* Task instructions:
Copy the following rows verbatim, keeping every line unchanged.

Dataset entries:
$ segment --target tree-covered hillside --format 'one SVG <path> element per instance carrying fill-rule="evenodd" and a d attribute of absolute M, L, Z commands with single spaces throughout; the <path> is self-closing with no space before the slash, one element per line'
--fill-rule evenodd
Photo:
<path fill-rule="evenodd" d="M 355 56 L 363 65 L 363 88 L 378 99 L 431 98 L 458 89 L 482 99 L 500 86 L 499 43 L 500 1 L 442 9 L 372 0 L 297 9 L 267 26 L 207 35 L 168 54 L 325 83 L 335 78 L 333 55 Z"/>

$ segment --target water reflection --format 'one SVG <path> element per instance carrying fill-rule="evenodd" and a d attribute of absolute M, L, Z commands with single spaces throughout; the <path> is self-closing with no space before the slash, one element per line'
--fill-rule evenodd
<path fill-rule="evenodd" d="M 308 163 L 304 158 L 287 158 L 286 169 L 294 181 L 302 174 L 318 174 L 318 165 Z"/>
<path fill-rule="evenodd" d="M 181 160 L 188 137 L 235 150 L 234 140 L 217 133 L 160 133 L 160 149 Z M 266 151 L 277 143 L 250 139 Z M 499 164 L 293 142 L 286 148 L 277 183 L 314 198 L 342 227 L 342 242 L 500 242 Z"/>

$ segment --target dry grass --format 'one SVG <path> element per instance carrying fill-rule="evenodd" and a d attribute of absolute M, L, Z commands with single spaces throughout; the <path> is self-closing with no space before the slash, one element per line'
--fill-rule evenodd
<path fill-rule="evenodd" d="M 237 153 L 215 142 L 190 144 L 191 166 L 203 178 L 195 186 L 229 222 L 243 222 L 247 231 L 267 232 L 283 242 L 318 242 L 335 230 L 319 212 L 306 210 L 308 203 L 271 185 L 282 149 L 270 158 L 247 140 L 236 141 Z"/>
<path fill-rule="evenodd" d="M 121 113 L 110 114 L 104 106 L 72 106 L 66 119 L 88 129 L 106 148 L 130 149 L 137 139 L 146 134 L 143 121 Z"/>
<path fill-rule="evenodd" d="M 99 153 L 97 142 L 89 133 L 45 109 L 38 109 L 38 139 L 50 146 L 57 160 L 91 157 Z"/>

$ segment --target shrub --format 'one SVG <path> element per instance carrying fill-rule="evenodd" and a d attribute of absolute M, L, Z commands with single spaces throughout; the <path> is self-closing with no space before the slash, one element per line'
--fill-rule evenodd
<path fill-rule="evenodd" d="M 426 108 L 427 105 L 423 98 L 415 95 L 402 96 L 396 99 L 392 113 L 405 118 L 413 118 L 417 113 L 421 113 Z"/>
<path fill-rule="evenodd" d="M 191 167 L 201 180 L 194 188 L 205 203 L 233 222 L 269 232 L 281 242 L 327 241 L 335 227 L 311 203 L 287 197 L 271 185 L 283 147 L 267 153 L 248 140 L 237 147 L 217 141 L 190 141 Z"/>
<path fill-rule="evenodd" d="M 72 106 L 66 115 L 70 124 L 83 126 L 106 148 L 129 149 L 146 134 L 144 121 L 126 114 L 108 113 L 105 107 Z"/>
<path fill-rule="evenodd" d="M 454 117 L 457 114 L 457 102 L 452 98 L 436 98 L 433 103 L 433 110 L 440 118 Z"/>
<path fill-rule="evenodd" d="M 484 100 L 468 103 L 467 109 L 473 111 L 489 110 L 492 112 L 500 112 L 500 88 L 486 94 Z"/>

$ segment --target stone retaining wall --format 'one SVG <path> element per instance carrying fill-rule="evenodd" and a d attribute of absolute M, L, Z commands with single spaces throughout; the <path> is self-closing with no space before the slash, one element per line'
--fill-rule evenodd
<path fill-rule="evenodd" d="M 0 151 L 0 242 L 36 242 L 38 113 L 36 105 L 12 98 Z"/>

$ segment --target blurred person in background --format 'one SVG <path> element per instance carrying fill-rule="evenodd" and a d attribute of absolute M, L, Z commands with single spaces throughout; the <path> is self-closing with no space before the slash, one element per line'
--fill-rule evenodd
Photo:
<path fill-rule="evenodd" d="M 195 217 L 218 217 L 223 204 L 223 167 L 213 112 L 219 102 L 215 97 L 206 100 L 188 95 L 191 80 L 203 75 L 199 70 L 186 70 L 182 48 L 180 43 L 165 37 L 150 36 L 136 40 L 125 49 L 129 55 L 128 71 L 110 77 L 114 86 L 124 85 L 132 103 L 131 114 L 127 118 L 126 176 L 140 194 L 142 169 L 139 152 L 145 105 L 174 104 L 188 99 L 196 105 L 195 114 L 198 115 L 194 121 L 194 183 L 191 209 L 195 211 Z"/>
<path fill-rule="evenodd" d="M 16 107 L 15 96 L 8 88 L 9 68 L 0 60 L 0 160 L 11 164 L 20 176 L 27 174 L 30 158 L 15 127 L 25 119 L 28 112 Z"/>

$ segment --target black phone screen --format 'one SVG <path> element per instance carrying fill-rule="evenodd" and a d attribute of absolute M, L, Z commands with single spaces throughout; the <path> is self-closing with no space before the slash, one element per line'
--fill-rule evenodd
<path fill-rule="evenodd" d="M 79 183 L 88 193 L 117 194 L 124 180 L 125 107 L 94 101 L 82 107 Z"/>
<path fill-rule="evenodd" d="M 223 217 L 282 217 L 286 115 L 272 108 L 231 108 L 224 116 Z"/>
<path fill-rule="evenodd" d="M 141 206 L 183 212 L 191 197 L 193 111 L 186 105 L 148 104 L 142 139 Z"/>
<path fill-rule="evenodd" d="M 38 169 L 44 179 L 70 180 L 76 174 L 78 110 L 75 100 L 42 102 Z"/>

* Answer to this exercise:
$ segment --target tree-covered hillside --format 'one SVG <path> element per instance carrying fill-rule="evenodd" and a d attribute of absolute M, L, Z commands with single spaces throughout; the <path> is self-closing with no space before the slash, one element per line'
--fill-rule evenodd
Photo:
<path fill-rule="evenodd" d="M 355 56 L 363 65 L 363 88 L 378 99 L 431 98 L 458 89 L 482 99 L 500 86 L 499 43 L 500 1 L 442 9 L 372 0 L 297 9 L 267 26 L 207 35 L 168 54 L 325 83 L 335 78 L 333 55 Z"/>

$ segment --target water reflection --format 'one SVG <path> element per instance carrying fill-rule="evenodd" and a d attribute of absolute M, L, Z commands with single spaces throughout; the <path> is self-closing with no space before the slash, one element per line'
--fill-rule evenodd
<path fill-rule="evenodd" d="M 308 163 L 304 158 L 287 158 L 286 169 L 294 181 L 302 174 L 318 174 L 318 165 Z"/>
<path fill-rule="evenodd" d="M 181 160 L 188 137 L 235 150 L 234 140 L 217 133 L 160 133 L 160 149 Z M 266 151 L 277 143 L 250 139 Z M 499 164 L 293 142 L 286 148 L 277 183 L 314 198 L 342 227 L 342 242 L 500 242 Z"/>

$ segment --target dry grass --format 'one SVG <path> element per instance carrying fill-rule="evenodd" and a d attribute of absolute M, L, Z commands with single spaces throughout; the <path> is self-closing with no space before the slash, one element per line'
--fill-rule evenodd
<path fill-rule="evenodd" d="M 237 153 L 215 142 L 190 144 L 191 166 L 203 178 L 195 186 L 229 222 L 243 222 L 247 231 L 267 232 L 283 242 L 318 242 L 335 230 L 319 212 L 306 210 L 308 203 L 271 185 L 282 149 L 270 158 L 247 140 L 236 141 Z"/>
<path fill-rule="evenodd" d="M 121 113 L 110 114 L 104 106 L 72 106 L 66 119 L 88 129 L 106 148 L 130 149 L 137 139 L 146 134 L 143 121 Z"/>
<path fill-rule="evenodd" d="M 99 153 L 97 142 L 89 133 L 45 109 L 38 109 L 38 139 L 50 146 L 57 160 L 91 157 Z"/>

$ segment --target shrub --format 'one SVG <path> element per instance carrying fill-rule="evenodd" and a d attribute of absolute M, L, Z commands with single spaces throughout; the <path> is self-closing with no space before the slash, one element per line'
--fill-rule evenodd
<path fill-rule="evenodd" d="M 426 108 L 427 105 L 423 98 L 415 95 L 402 96 L 396 99 L 392 113 L 405 118 L 413 118 L 417 113 L 421 113 Z"/>
<path fill-rule="evenodd" d="M 191 167 L 201 180 L 194 188 L 205 203 L 233 222 L 269 232 L 281 242 L 327 241 L 335 227 L 311 203 L 287 197 L 271 185 L 283 147 L 267 153 L 248 140 L 237 147 L 217 141 L 190 141 Z"/>
<path fill-rule="evenodd" d="M 72 106 L 66 115 L 70 124 L 83 126 L 106 148 L 129 149 L 146 134 L 144 121 L 126 114 L 108 113 L 105 107 Z"/>
<path fill-rule="evenodd" d="M 454 117 L 457 114 L 457 102 L 452 98 L 436 98 L 433 103 L 433 110 L 440 118 Z"/>
<path fill-rule="evenodd" d="M 484 100 L 468 103 L 467 109 L 473 111 L 489 110 L 492 112 L 500 112 L 500 88 L 486 94 Z"/>

$ segment --target stone retaining wall --format 'one SVG <path> element per instance carrying fill-rule="evenodd" and a d attribute of absolute M, L, Z commands with single spaces throughout; the <path> is self-closing with no space before the slash, one element per line'
--fill-rule evenodd
<path fill-rule="evenodd" d="M 0 151 L 0 242 L 36 242 L 38 113 L 36 105 L 12 98 Z"/>

$ segment --target blurred person in background --format 'one SVG <path> element per instance carrying fill-rule="evenodd" and a d attribute of absolute M, L, Z commands with single spaces throughout; the <path> is self-closing with no space before the slash, one element per line'
--fill-rule evenodd
Photo:
<path fill-rule="evenodd" d="M 195 217 L 218 217 L 223 204 L 223 167 L 213 112 L 219 102 L 215 97 L 206 100 L 188 95 L 191 80 L 203 75 L 199 70 L 186 70 L 182 48 L 180 43 L 165 37 L 150 36 L 136 40 L 125 49 L 129 55 L 128 71 L 110 77 L 114 86 L 124 85 L 132 103 L 131 114 L 127 118 L 126 176 L 140 194 L 142 169 L 139 152 L 145 105 L 174 104 L 188 99 L 196 105 L 195 114 L 198 115 L 194 121 L 194 183 L 191 209 L 195 211 Z"/>
<path fill-rule="evenodd" d="M 16 107 L 15 96 L 8 88 L 9 68 L 0 60 L 0 160 L 11 164 L 20 176 L 27 174 L 30 158 L 15 127 L 25 119 L 28 112 Z"/>

$ segment --target black phone screen --format 'one SVG <path> element per instance carrying fill-rule="evenodd" and a d attribute of absolute M, L, Z commands with single spaces throughout; the <path> is self-closing with no space before the slash, one element per line'
--fill-rule evenodd
<path fill-rule="evenodd" d="M 79 183 L 88 193 L 117 194 L 124 180 L 125 107 L 94 101 L 82 107 Z"/>
<path fill-rule="evenodd" d="M 223 217 L 282 217 L 286 115 L 272 108 L 231 108 L 224 116 Z"/>
<path fill-rule="evenodd" d="M 141 206 L 183 212 L 191 197 L 193 111 L 186 105 L 148 104 L 142 139 Z"/>
<path fill-rule="evenodd" d="M 38 169 L 44 179 L 70 180 L 76 174 L 78 110 L 75 100 L 42 102 Z"/>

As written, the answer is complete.